Segment Start: Entries provided

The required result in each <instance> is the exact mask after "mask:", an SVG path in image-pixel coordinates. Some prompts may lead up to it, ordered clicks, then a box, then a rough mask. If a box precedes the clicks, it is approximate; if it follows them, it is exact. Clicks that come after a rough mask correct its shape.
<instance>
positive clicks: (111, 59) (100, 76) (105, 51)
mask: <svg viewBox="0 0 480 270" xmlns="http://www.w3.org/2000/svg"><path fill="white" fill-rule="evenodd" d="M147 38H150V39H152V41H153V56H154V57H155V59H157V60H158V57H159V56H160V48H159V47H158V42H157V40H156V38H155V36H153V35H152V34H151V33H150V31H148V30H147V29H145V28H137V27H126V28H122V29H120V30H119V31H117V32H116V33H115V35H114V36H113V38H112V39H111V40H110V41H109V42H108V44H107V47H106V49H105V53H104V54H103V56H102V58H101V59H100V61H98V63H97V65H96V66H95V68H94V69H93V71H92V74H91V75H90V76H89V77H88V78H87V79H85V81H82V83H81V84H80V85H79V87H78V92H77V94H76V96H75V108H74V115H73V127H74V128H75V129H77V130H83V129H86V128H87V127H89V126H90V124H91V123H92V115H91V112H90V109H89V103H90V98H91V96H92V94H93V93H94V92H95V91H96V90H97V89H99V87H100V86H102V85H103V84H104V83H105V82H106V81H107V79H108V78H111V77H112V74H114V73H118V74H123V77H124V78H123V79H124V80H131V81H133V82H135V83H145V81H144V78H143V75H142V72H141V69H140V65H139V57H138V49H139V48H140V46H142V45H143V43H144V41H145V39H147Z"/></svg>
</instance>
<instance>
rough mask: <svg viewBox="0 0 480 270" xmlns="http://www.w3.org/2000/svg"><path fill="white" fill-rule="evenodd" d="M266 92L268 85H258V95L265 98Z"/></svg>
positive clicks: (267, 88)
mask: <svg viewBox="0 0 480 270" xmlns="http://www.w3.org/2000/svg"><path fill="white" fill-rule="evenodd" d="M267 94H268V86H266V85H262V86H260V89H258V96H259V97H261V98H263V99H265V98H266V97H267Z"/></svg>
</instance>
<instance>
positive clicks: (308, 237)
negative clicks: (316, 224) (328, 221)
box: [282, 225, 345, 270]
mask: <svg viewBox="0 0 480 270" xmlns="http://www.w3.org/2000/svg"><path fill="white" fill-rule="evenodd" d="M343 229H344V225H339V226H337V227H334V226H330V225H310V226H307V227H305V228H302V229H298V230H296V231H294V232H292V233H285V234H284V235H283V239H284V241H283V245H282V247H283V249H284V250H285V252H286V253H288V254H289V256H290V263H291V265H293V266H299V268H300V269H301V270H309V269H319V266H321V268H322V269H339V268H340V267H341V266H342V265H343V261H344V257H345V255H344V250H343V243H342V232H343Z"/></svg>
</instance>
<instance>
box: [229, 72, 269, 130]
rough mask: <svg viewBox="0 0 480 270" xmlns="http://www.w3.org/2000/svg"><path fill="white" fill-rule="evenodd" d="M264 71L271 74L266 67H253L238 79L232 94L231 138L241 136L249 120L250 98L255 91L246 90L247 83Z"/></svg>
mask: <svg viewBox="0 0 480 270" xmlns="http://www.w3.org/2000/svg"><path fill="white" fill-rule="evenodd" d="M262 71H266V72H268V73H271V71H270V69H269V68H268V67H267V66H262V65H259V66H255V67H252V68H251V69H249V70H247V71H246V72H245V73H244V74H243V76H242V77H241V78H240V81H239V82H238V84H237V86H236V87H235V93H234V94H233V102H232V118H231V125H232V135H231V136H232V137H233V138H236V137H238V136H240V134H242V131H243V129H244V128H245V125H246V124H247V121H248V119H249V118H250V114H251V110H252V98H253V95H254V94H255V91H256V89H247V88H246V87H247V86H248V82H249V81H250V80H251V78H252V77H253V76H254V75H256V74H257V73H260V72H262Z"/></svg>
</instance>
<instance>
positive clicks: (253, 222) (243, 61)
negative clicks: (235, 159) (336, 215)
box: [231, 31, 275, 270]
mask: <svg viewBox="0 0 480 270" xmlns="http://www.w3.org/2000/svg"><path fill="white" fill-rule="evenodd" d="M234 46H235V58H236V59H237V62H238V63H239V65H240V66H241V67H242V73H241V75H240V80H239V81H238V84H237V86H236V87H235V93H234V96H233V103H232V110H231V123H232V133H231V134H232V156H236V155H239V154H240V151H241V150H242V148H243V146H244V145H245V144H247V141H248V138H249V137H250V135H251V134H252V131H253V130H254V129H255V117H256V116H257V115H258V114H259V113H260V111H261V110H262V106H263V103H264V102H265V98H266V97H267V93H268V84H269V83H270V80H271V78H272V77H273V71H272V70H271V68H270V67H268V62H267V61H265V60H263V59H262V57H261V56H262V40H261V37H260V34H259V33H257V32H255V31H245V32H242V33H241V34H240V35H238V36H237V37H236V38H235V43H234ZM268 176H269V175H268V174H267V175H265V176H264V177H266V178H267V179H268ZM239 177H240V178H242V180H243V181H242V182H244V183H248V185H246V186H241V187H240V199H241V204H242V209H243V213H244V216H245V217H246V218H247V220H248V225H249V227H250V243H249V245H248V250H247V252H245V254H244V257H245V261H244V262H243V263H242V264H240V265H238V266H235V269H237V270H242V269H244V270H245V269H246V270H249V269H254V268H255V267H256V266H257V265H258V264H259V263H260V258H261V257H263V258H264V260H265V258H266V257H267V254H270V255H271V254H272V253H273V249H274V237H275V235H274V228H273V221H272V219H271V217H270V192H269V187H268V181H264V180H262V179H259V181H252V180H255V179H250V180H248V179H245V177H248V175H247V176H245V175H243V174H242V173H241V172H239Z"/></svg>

Segment End: Entries provided

Turn the records above into a JSON list of strings, one string for each line, leaving out any blank lines.

[
  "The required result in each <instance> is the exact mask after \"mask:\", an SVG path in image-pixel coordinates. Some prompts may lead up to it, ordered clicks, then a box, then a rough mask. If a box precedes the clicks, it is approximate; if it follows them, it is exact. Clicks that come after a rough mask correct its shape.",
  "<instance>",
  "positive clicks: (111, 59) (100, 76) (105, 51)",
  "mask: <svg viewBox=\"0 0 480 270\" xmlns=\"http://www.w3.org/2000/svg\"><path fill=\"white\" fill-rule=\"evenodd\" d=\"M147 38H150V39H152V41H153V56H154V57H155V59H157V60H158V57H159V56H160V48H159V47H158V42H157V40H156V38H155V36H153V35H152V34H151V33H150V31H148V30H147V29H145V28H137V27H126V28H122V29H120V30H119V31H117V32H116V33H115V35H114V36H113V38H112V39H111V40H110V41H109V42H108V44H107V47H106V49H105V53H104V54H103V56H102V58H101V59H100V61H98V63H97V65H96V66H95V68H94V69H93V71H92V74H91V75H90V76H89V77H88V78H87V79H85V81H82V83H81V84H80V85H79V87H78V92H77V94H76V96H75V108H74V115H73V127H74V128H75V129H77V130H83V129H86V128H87V127H89V126H90V124H91V123H92V115H91V112H90V109H89V103H90V98H91V96H92V94H93V93H94V92H95V91H96V90H97V89H99V87H100V86H102V85H103V84H104V83H105V82H106V81H107V79H108V78H111V77H112V74H114V73H118V74H123V77H124V78H123V79H124V80H131V81H133V82H135V83H145V81H144V78H143V75H142V72H141V69H140V65H139V57H138V49H139V48H140V46H142V45H143V43H144V41H145V39H147Z\"/></svg>",
  "</instance>",
  "<instance>",
  "rough mask: <svg viewBox=\"0 0 480 270\" xmlns=\"http://www.w3.org/2000/svg\"><path fill=\"white\" fill-rule=\"evenodd\" d=\"M266 92L268 85H258V95L265 98Z\"/></svg>",
  "positive clicks: (267, 88)",
  "mask: <svg viewBox=\"0 0 480 270\" xmlns=\"http://www.w3.org/2000/svg\"><path fill=\"white\" fill-rule=\"evenodd\" d=\"M267 94H268V86H266V85H262V86H260V89H258V96H259V97H261V98H263V99H265V98H266V97H267Z\"/></svg>",
  "</instance>",
  "<instance>",
  "positive clicks: (308, 237)",
  "negative clicks: (316, 224) (328, 221)",
  "box: [282, 225, 345, 270]",
  "mask: <svg viewBox=\"0 0 480 270\" xmlns=\"http://www.w3.org/2000/svg\"><path fill=\"white\" fill-rule=\"evenodd\" d=\"M343 229H344V225H339V226H337V227H334V226H330V225H310V226H307V227H305V228H302V229H298V230H296V231H294V232H292V233H285V234H284V235H283V239H284V241H283V245H282V247H283V249H284V250H285V252H286V253H288V254H289V256H290V263H291V265H293V266H299V268H300V269H301V270H309V269H319V266H321V268H322V269H339V268H340V267H341V266H342V265H343V261H344V257H345V255H344V250H343V243H342V232H343Z\"/></svg>",
  "</instance>",
  "<instance>",
  "box: [229, 72, 269, 130]",
  "rough mask: <svg viewBox=\"0 0 480 270\" xmlns=\"http://www.w3.org/2000/svg\"><path fill=\"white\" fill-rule=\"evenodd\" d=\"M264 71L271 74L266 67H253L238 79L232 94L231 138L241 136L249 120L250 98L255 91L246 90L247 83Z\"/></svg>",
  "mask: <svg viewBox=\"0 0 480 270\" xmlns=\"http://www.w3.org/2000/svg\"><path fill=\"white\" fill-rule=\"evenodd\" d=\"M262 71H266V72H268V73H271V71H270V69H269V68H268V67H267V66H262V65H259V66H255V67H252V68H251V69H249V70H247V71H246V72H245V73H244V74H243V76H242V77H241V78H240V81H239V82H238V84H237V86H236V87H235V93H234V94H233V102H232V118H231V125H232V135H231V136H232V137H233V138H236V137H238V136H240V134H242V131H243V129H244V128H245V125H246V124H247V121H248V119H249V118H250V114H251V110H252V98H253V95H254V94H255V91H256V89H247V88H246V87H247V86H248V82H249V81H250V80H251V78H252V77H253V76H254V75H256V74H257V73H260V72H262Z\"/></svg>",
  "</instance>",
  "<instance>",
  "positive clicks: (253, 222) (243, 61)",
  "negative clicks: (235, 159) (336, 215)",
  "box: [231, 31, 275, 270]",
  "mask: <svg viewBox=\"0 0 480 270\" xmlns=\"http://www.w3.org/2000/svg\"><path fill=\"white\" fill-rule=\"evenodd\" d=\"M234 46H235V58H236V59H237V62H238V63H239V65H240V66H241V67H242V73H241V75H240V80H239V81H238V84H237V86H236V87H235V93H234V96H233V103H232V110H231V123H232V133H231V134H232V156H236V155H239V154H240V151H241V150H242V148H243V146H244V145H245V144H247V141H248V138H249V137H250V135H251V134H252V131H253V130H254V129H255V117H256V116H257V115H258V114H259V113H260V111H261V110H262V106H263V103H264V102H265V98H266V97H267V93H268V84H269V83H270V80H271V78H272V77H273V71H272V70H271V68H270V67H268V62H267V61H265V60H263V59H262V57H261V56H262V40H261V37H260V34H259V33H257V32H255V31H245V32H242V33H241V34H240V35H238V36H237V37H236V38H235V43H234ZM268 176H269V175H268V174H267V175H265V176H264V177H266V178H267V179H268ZM239 177H240V178H242V180H243V181H242V182H244V183H248V185H246V186H241V187H240V199H241V204H242V209H243V213H244V216H245V217H246V218H247V220H248V225H249V227H250V243H249V245H248V250H247V252H245V254H244V257H245V261H244V262H243V263H242V264H240V265H238V266H235V269H237V270H242V269H244V270H245V269H246V270H249V269H254V268H255V267H256V266H257V265H258V264H259V263H260V258H261V257H263V258H264V260H265V258H266V257H267V254H270V255H271V254H272V253H273V249H274V237H275V235H274V228H273V221H272V219H271V217H270V192H269V187H268V181H264V180H262V179H259V181H252V180H255V179H250V180H248V179H245V177H248V175H247V176H245V175H243V174H242V173H241V172H239Z\"/></svg>"
]